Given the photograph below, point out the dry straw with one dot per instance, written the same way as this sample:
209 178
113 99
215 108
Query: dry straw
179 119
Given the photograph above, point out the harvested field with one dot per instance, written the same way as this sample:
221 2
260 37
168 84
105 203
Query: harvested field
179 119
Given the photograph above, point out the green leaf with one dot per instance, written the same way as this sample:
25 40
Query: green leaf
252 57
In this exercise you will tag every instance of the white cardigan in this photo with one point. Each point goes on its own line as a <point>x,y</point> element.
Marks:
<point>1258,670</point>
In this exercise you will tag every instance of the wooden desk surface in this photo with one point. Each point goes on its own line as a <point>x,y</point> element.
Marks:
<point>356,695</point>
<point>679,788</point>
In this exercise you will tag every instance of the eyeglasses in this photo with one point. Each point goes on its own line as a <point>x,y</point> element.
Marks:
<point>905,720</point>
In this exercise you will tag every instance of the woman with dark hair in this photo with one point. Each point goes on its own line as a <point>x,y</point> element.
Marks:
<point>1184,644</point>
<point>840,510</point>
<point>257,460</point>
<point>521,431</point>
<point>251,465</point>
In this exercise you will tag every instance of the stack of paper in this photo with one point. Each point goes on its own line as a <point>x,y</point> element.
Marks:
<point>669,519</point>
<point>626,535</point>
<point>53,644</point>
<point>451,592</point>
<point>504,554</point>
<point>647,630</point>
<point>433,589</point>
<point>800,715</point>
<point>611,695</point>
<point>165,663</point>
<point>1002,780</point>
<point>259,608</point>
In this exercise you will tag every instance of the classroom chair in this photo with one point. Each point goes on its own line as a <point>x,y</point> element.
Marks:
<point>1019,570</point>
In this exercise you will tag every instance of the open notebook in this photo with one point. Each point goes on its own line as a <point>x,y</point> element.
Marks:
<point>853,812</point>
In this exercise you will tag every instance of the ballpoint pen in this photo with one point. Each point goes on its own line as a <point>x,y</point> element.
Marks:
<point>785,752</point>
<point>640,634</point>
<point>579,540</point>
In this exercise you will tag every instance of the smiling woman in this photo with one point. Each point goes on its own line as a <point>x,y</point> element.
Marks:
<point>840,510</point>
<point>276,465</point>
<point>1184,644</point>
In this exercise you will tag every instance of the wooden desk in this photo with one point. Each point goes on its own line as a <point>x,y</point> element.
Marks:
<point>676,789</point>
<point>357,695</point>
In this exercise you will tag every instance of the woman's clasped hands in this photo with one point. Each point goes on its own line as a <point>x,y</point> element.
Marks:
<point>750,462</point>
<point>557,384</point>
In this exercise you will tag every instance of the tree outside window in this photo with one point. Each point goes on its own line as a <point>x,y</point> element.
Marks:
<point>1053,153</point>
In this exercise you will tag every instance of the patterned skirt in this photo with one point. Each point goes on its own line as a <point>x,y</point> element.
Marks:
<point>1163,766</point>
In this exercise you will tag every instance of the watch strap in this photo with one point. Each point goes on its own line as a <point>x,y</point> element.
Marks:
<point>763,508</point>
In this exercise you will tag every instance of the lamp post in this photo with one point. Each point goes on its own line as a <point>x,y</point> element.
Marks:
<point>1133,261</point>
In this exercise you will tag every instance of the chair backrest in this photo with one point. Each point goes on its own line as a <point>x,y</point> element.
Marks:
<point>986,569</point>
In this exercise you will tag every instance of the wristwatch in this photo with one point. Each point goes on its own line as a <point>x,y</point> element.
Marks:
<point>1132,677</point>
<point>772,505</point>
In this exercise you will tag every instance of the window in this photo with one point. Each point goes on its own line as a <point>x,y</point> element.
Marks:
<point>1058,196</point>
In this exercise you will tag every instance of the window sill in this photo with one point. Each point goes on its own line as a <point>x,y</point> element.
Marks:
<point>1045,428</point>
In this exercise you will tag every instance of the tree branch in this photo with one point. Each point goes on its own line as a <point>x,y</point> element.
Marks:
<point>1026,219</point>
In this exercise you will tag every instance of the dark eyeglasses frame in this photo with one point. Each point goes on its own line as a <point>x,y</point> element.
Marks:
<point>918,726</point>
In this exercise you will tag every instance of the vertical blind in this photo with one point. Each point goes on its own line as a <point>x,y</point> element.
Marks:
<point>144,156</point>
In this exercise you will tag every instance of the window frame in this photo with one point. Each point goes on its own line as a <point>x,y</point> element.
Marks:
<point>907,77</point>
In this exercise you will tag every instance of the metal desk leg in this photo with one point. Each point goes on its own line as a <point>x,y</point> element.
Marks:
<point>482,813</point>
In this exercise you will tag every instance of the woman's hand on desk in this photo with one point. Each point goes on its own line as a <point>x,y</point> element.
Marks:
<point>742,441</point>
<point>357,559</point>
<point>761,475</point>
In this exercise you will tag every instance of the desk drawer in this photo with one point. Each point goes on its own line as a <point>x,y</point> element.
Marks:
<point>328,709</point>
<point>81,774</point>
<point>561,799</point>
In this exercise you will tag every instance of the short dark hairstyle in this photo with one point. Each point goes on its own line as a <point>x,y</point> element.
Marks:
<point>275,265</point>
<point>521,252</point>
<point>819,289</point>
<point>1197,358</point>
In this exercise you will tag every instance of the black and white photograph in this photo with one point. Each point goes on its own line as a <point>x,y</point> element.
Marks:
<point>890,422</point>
---
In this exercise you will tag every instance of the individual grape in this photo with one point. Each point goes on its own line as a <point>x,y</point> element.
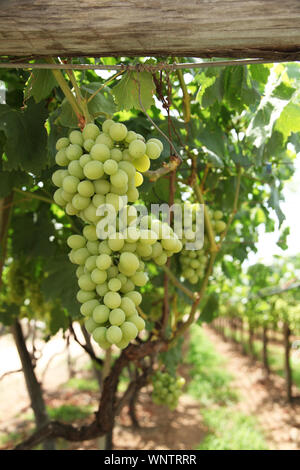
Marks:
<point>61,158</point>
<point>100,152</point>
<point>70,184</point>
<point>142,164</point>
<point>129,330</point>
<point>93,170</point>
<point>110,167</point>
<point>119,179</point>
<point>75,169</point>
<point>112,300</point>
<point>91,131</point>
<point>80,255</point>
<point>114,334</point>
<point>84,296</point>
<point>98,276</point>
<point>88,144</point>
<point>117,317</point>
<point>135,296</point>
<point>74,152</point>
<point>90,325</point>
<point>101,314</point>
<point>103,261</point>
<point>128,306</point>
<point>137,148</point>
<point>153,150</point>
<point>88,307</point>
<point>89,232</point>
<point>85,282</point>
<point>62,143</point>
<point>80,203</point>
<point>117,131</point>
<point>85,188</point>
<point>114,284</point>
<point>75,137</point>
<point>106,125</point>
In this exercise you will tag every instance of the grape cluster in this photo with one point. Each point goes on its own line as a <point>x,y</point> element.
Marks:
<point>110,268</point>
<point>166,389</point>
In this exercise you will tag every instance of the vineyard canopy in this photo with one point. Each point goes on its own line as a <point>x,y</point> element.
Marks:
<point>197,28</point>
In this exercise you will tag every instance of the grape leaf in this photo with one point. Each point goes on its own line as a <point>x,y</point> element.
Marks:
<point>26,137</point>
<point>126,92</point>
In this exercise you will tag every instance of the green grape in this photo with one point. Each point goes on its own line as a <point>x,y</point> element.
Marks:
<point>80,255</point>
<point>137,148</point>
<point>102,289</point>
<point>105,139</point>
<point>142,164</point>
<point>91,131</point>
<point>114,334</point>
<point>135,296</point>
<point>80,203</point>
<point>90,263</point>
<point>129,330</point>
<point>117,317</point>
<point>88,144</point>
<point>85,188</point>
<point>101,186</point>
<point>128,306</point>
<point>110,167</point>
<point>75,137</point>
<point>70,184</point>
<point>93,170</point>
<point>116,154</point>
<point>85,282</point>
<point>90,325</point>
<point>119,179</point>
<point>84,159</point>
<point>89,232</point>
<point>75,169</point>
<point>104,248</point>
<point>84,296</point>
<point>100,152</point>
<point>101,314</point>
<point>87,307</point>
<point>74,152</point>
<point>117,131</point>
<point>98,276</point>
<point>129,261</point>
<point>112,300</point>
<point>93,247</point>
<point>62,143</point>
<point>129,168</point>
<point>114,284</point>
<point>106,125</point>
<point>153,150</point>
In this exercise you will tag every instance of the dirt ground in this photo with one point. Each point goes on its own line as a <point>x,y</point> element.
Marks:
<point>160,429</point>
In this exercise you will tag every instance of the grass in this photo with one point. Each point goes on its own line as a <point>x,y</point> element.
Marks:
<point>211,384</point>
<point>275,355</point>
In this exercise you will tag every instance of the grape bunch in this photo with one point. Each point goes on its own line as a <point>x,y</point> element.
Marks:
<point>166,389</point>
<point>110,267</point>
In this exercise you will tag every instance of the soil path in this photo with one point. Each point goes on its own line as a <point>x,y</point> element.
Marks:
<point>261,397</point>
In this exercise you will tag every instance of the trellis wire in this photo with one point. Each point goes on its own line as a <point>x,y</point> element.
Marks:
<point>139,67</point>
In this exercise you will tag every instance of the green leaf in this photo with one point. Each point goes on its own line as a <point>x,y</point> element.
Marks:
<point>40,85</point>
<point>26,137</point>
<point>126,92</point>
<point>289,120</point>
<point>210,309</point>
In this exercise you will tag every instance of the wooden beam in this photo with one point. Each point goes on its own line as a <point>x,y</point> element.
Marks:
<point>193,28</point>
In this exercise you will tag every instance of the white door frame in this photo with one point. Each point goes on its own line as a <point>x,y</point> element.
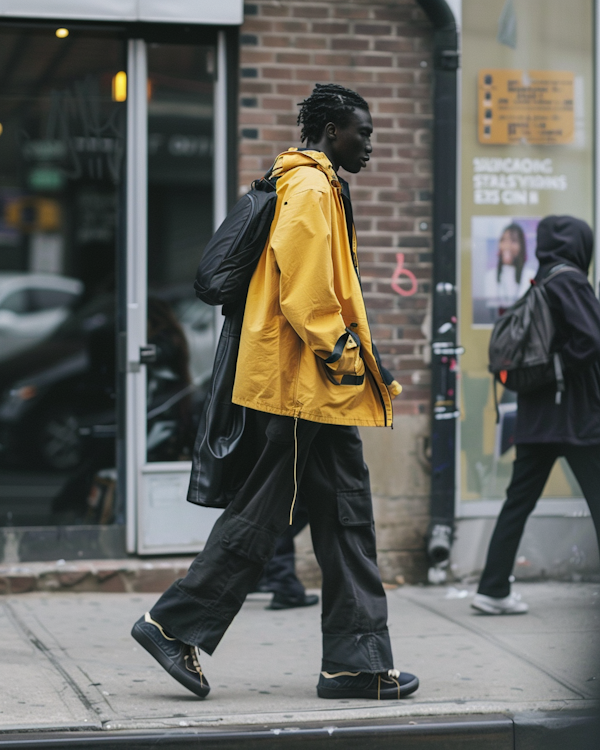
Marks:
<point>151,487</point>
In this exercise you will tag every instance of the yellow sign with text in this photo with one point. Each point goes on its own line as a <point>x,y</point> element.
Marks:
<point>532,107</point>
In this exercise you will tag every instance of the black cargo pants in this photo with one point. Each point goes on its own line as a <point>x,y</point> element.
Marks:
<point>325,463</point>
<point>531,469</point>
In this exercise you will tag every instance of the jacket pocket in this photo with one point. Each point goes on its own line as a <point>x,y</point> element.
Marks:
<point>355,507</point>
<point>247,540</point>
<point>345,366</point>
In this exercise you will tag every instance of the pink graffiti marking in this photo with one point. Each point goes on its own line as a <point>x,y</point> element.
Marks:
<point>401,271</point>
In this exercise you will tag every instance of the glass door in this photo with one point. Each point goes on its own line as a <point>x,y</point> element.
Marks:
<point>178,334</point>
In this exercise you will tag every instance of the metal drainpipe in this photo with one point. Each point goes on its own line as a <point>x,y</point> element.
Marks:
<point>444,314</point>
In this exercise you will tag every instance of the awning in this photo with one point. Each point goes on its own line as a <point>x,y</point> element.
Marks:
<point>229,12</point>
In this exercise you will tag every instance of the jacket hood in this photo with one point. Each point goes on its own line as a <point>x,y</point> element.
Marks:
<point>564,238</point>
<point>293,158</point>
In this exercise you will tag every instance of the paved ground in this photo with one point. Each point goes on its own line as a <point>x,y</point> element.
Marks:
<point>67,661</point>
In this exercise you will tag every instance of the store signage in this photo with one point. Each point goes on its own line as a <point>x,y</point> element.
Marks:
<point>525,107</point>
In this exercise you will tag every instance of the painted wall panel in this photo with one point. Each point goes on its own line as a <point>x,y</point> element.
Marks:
---
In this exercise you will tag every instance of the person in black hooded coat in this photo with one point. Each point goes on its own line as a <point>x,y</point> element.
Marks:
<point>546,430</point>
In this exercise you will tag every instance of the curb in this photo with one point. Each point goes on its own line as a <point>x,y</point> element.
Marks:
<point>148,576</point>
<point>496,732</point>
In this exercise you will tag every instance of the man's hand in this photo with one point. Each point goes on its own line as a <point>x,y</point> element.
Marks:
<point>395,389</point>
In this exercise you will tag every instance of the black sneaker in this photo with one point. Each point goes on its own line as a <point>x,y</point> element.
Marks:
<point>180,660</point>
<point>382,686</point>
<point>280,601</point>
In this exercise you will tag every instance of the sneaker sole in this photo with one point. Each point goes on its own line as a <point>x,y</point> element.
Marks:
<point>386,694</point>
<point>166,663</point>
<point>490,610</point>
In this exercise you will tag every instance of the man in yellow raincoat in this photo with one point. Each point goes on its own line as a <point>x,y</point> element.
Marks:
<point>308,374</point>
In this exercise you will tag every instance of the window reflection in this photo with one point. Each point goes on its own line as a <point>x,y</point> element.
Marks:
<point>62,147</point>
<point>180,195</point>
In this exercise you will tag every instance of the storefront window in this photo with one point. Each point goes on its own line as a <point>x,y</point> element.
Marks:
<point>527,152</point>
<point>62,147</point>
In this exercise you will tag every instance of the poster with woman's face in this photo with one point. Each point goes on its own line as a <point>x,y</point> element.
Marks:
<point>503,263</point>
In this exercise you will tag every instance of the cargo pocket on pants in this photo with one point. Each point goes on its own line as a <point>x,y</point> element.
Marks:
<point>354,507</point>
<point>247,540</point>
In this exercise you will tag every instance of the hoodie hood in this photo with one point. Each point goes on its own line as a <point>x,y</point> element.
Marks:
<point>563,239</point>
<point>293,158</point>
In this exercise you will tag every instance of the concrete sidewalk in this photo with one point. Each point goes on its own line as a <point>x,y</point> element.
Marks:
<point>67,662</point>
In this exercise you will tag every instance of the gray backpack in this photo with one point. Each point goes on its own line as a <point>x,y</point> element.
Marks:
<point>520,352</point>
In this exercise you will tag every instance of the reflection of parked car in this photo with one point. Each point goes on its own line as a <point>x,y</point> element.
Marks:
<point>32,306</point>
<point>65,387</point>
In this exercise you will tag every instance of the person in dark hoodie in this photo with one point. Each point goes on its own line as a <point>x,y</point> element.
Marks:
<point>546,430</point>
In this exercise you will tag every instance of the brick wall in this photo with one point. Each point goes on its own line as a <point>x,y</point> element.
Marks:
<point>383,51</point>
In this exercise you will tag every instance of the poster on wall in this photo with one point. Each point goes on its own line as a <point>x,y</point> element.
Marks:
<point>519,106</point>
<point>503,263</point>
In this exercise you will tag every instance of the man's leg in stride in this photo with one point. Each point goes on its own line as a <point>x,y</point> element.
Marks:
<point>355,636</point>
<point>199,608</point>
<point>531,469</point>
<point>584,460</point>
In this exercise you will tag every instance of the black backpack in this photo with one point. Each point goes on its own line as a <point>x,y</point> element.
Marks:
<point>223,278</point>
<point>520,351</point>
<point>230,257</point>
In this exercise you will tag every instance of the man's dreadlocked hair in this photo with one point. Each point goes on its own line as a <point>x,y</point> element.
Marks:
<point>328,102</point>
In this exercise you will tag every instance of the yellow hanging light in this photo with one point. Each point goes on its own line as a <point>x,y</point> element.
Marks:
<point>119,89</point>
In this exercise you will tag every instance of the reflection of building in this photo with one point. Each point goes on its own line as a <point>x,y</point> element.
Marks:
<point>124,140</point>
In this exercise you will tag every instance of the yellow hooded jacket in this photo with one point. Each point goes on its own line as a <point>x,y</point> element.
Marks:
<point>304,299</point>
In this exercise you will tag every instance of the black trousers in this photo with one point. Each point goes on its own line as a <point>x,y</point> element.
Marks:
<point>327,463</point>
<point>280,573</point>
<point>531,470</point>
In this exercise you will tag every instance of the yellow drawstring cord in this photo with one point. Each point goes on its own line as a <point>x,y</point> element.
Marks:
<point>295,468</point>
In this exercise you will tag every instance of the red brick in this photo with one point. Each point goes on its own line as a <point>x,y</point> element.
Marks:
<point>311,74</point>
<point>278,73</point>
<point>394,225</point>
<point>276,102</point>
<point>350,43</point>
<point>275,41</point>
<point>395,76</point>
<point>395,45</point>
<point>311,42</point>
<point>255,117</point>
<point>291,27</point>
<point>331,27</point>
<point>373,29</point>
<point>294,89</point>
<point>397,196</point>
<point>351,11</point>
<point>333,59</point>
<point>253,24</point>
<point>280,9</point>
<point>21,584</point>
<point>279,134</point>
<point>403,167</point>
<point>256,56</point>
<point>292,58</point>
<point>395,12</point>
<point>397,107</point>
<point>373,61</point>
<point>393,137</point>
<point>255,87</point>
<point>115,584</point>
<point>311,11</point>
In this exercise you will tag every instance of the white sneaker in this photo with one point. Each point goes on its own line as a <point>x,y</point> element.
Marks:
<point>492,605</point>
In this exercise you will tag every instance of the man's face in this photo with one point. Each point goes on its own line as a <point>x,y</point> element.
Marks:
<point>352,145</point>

§ TO DO
Taking the listing line by line, count those with the word "sneaker" and report that number only.

§ ANSWER BOX
3